'''

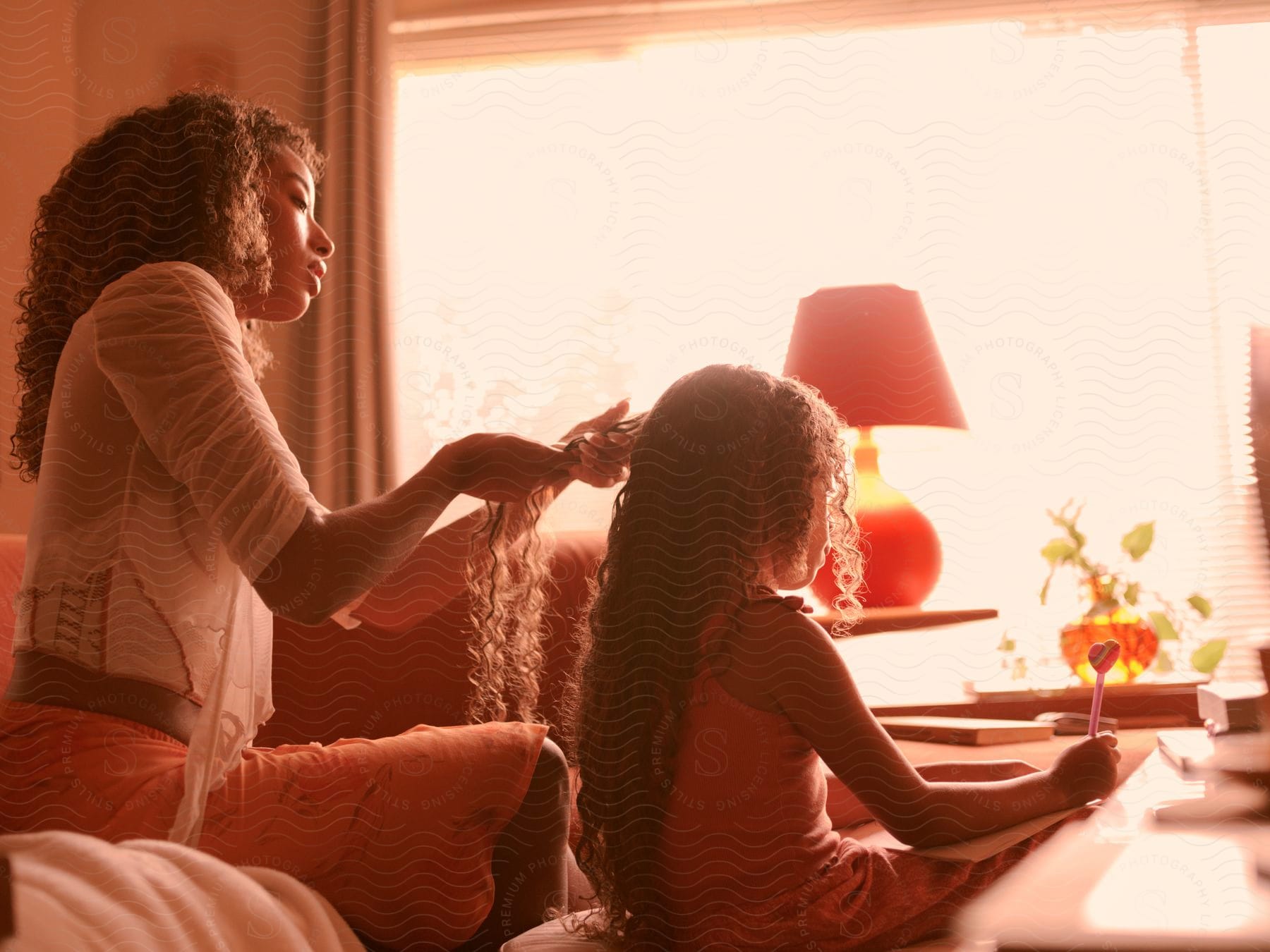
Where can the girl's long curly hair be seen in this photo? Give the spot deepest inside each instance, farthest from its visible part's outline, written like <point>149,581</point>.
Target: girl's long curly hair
<point>722,476</point>
<point>507,583</point>
<point>178,182</point>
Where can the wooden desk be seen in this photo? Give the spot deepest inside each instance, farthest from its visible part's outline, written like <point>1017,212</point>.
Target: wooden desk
<point>1119,881</point>
<point>903,618</point>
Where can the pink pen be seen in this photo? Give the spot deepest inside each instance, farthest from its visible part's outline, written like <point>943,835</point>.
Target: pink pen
<point>1103,657</point>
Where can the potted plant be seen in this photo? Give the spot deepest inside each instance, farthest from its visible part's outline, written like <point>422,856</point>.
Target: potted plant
<point>1114,609</point>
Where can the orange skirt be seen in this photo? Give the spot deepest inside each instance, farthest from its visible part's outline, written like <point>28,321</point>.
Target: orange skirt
<point>397,833</point>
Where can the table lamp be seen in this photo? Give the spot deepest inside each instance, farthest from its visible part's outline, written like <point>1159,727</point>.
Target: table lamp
<point>871,355</point>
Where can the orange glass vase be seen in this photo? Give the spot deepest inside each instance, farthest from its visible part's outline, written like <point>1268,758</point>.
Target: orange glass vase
<point>1137,639</point>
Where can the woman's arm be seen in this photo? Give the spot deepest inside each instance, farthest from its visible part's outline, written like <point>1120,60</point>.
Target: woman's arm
<point>795,664</point>
<point>336,558</point>
<point>436,571</point>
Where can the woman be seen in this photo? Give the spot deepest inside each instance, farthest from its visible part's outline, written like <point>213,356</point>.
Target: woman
<point>171,520</point>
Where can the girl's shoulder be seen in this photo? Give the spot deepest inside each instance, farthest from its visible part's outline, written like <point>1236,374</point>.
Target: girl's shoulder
<point>768,597</point>
<point>746,654</point>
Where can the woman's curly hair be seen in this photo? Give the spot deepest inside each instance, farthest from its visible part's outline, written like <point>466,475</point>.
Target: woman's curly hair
<point>722,472</point>
<point>178,182</point>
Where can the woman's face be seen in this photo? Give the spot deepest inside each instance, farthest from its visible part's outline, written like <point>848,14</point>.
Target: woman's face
<point>298,248</point>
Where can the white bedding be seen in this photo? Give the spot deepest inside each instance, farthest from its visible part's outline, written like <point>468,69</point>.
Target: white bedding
<point>82,894</point>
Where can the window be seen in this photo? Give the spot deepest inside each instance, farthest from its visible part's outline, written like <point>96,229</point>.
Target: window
<point>1082,209</point>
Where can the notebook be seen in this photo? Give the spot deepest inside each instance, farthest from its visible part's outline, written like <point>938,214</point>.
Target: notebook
<point>1171,891</point>
<point>972,850</point>
<point>969,731</point>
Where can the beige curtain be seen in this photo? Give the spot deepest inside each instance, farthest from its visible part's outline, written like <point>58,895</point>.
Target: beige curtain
<point>339,380</point>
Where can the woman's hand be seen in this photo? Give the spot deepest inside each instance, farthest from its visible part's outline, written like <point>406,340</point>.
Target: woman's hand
<point>603,460</point>
<point>1087,769</point>
<point>502,468</point>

'''

> _YOUR TASK_
Go through the listing above and retype it exactly, skipping every picture.

> _YOUR RESPONSE_
Where can the girl's long curly hair be seen in this photo? Give the spot deepest inside each instance, farthest from its visible part's outline, written like <point>149,581</point>.
Target: girl's long curly hair
<point>722,476</point>
<point>507,583</point>
<point>178,182</point>
Where can the wooden desk be seen in this photo? Give the spot deepest inside each instance, farthest from its visible part's outline, written like <point>1017,212</point>.
Target: wooden desk
<point>1119,881</point>
<point>903,618</point>
Where can the pink pen be seen in this photo? Give the spot deepest inside each instance, farthest from its visible part's outline, written like <point>943,835</point>.
Target: pink pen
<point>1103,657</point>
Where can the potted plant be seen in this photo? Give the spot deepest inside each instance, farthest from its visible part's outline, written like <point>422,856</point>.
Target: potted plant
<point>1114,609</point>
Where can the orange skirt be seen in this photo? Give the spot deepest inside each instance, farthest from its visible part's outline, written like <point>28,321</point>.
Target: orange skirt
<point>397,833</point>
Where can the table lamp be seen in this photo? Give the spot deepest inside each instance, farthest from its visible part's outline, written like <point>1159,727</point>.
Target: table lamp
<point>871,355</point>
Where can the orange glass vase be seen in this photo? Give the spot deepest inside each instance, farthest from its visible part's outline, written like <point>1268,758</point>.
Target: orange glass vase
<point>1137,639</point>
Where can the woman's arm be seen in this photo? Give the spot deepest inside each instance, farthest from its visible part's outline, written like <point>1120,60</point>.
Target: woman's arm
<point>795,664</point>
<point>336,558</point>
<point>436,571</point>
Where can the woman be seen in this photo? Give the spot deepest inside each instance, farthest from its visible part's outline, written like <point>213,356</point>.
Target: woman
<point>171,520</point>
Where can the girl's shoulder be seen in this photo? Give the spot deepest inside each instance, farthest from its visible part's outline, written like <point>1236,374</point>.
Target: girl's shoulder
<point>768,597</point>
<point>746,654</point>
Where can the woman's curly hair be seen in this photo? Give the spot deepest inside each instance, farthest from its visible part's outline, written like <point>466,475</point>.
Target: woman's curly hair
<point>722,472</point>
<point>178,182</point>
Where can the woman's face be seen in this photo? Give the spot deepest inside each instance, farthest from its visible part's outline, written like <point>848,14</point>.
Target: woman's face
<point>298,248</point>
Where can the white bedding be seen in this photo? Give the spot deepest inside each instance, farthest from its visible part's outline, written like <point>468,69</point>.
Target: white bedding
<point>82,894</point>
Where can the window be seen in this photo? Give the spot deepest inside each instance, farthest from its visible part's outline, written like <point>96,229</point>.
Target: window
<point>1082,209</point>
Where can the notebook be seen in this photo? Give the spot deepest inside each instance, farthest from its visible part's outline, written like <point>938,214</point>.
Target: notebook
<point>1171,891</point>
<point>972,850</point>
<point>969,731</point>
Where can the beige curtain be seen in this photo? Give the spot deepest inside each instance, farthest from its visible part's outline, written like <point>58,895</point>.
Target: beige curtain
<point>339,380</point>
Where can the woman's hand be seen in this photo? Give the spot deepest inside each instance, farthest from its visible part's outline, written like <point>406,340</point>.
Target: woman's hand
<point>603,460</point>
<point>1087,769</point>
<point>502,468</point>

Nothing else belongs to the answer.